| MATERIAL PROVIDED |
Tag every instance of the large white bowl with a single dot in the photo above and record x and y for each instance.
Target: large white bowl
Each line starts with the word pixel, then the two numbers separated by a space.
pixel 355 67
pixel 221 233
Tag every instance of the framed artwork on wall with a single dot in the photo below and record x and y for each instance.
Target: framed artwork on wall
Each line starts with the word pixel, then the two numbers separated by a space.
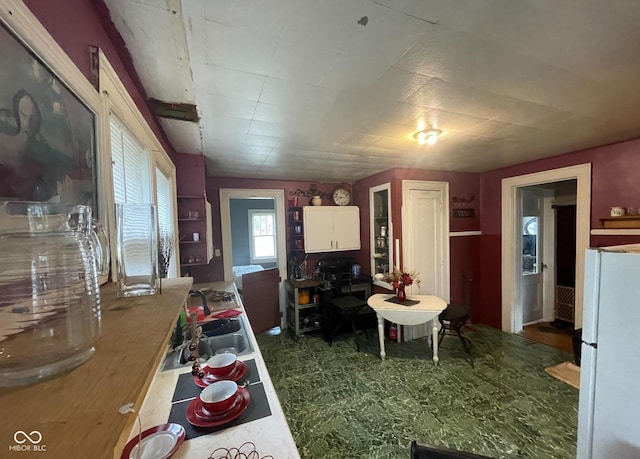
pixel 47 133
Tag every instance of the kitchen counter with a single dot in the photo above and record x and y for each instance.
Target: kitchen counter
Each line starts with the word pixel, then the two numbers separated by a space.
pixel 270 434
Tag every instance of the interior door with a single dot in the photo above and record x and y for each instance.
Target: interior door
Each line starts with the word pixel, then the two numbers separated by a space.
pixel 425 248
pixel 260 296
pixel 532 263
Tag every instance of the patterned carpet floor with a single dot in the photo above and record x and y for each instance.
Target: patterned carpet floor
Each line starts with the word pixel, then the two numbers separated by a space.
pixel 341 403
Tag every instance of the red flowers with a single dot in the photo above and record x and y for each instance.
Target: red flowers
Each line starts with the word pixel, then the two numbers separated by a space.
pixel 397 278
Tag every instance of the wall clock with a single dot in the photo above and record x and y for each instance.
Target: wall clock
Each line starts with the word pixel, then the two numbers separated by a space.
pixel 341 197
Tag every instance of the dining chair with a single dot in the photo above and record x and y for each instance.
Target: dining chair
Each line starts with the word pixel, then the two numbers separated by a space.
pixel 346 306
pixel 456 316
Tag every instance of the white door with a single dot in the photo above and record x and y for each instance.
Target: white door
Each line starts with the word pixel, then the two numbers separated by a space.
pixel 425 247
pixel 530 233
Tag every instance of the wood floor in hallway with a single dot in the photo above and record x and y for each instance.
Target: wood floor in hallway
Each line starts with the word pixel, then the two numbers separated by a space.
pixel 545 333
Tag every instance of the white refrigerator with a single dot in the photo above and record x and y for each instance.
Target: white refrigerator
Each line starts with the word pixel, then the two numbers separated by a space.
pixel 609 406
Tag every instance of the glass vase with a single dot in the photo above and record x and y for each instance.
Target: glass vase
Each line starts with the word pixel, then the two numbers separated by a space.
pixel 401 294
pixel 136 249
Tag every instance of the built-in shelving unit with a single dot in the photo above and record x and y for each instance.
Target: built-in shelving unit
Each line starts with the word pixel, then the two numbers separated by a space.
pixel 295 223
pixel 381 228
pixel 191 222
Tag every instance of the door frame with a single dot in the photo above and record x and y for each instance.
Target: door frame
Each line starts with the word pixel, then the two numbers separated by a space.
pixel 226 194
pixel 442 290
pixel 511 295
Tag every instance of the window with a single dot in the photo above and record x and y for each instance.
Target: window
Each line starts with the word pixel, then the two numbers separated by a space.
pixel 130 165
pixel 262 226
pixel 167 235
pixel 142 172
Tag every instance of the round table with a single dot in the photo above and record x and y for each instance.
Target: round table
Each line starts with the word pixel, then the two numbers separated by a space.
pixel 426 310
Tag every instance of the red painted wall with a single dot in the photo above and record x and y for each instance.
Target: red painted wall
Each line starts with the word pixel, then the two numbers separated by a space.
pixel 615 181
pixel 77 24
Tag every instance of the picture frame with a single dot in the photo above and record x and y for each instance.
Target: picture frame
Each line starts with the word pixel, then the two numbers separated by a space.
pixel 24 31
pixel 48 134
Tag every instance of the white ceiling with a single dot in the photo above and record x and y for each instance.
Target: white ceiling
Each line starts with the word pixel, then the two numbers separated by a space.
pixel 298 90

| WRITTEN INSTRUCTION |
Reproduce every one of the items above, changing "single dot" to "single point" wherever it occurs and leaving all other wording as it stands. Omit the pictures from your answer.

| THE OUTPUT |
Tag every instance of the large white bowl with a single point in the photo above and record x and y for each instance.
Target: large white bowl
Each line starts with the word pixel, then the two numbers separated by a space.
pixel 355 67
pixel 221 233
Tag every instance of the framed artwork on wall with a single point in the photo below and record x and y for each instance.
Target: framed artwork on wall
Each line starts with the word pixel, then the two numbers separated by a space.
pixel 47 133
Tag every instance of the kitchen counter with a single point in the photo above and record x and y for each instance.
Target: kitchen counter
Each line starts with the word pixel, then the two numbers separated by a space.
pixel 270 434
Tag every instance of the interior door with a single point in the photo above and record x and y for each instance.
Target: interior door
Each line starts with the word pixel, then the two numbers separated by a space.
pixel 425 248
pixel 260 296
pixel 532 263
Tag every instance of the patterned carpet floor with a single point in the photo above and record x and y for each instance.
Target: patterned carpet floor
Each line starts with the word pixel, then the two numbers separated by a space.
pixel 341 403
Tag every instance of the red flowers with a single point in the photo above and record x and y for each instance.
Target: red flowers
Each line starts with the word pixel, then the two numbers separated by a space.
pixel 397 278
Tag every instance of the wall clock with a single point in the photo above and record x and y for each instance.
Target: wall clock
Each line starts with the word pixel, then the two numbers separated by a space.
pixel 341 197
Tag every instance of the dining chair with a single point in the photo above and record x and y for each instance.
Target: dining chair
Each line starts with the word pixel, then the two numbers separated by a space.
pixel 346 306
pixel 456 316
Tag every instance of the white door with a single point in the photo above and record x and y for each instance.
Target: white door
Each line starts with the word pixel, then the two numbers separated by a space.
pixel 425 247
pixel 530 233
Tag every instance of the wood floor in hallway with a single point in the photo above and record x and y for each instance.
Target: wood floor in hallway
Each line starts with the word pixel, then the two numbers separated by a space.
pixel 545 333
Tag every instance of the white refrigerator with a single point in the photo above and record x and y for each instance.
Target: white refrigerator
Each line starts with the word pixel, then the two numbers separated by a space.
pixel 609 406
Tag every instance of the glass vase with a single point in the photo above and record x and y for each instance.
Target: glass vase
Each line starts with the word pixel, then the two numbers separated by a space.
pixel 401 294
pixel 136 249
Tag every instance of the built-in shelving unit with a single point in the photo above and record x and y for each instance.
Target: built-in shelving unit
Each line starts with the word pixel, then the two numbers separated by a space.
pixel 295 223
pixel 381 228
pixel 191 222
Tag every instance of the door frame with a single point in the photo above and record x and y for each instance.
Target: door frame
Each line starts with the word pixel, then the two numbers separated by a space.
pixel 226 194
pixel 442 290
pixel 511 295
Tag every instance of the window with a single point in the photo above and record x and y for each instance.
Target: window
Each line starts with the word pixel, then the two numbers separated by a space.
pixel 130 165
pixel 262 226
pixel 167 235
pixel 142 172
Tag every instance of the round table with a single point in the photo above and record x and y for each instance.
Target: round table
Each line starts with the word pixel, then the two numbers separated by a space.
pixel 426 310
Tag every instance of the red painted wall with a single point in the photo above and record x and y for each instance.
Target: red painted wall
Each line starts with the word pixel, then the two numbers separated by a space.
pixel 615 181
pixel 77 24
Tag every instance of the picture frame with a single point in the photo above and record x and y for each instance.
Target: picture frame
Each line starts with the word pixel, then the two numbers separated by a space.
pixel 24 31
pixel 48 134
Tag every instance of the white ceiling with a single point in the photo above and record x and y for each instance.
Target: white ceiling
Each line starts with the word pixel, then the two numbers separated by a space.
pixel 298 90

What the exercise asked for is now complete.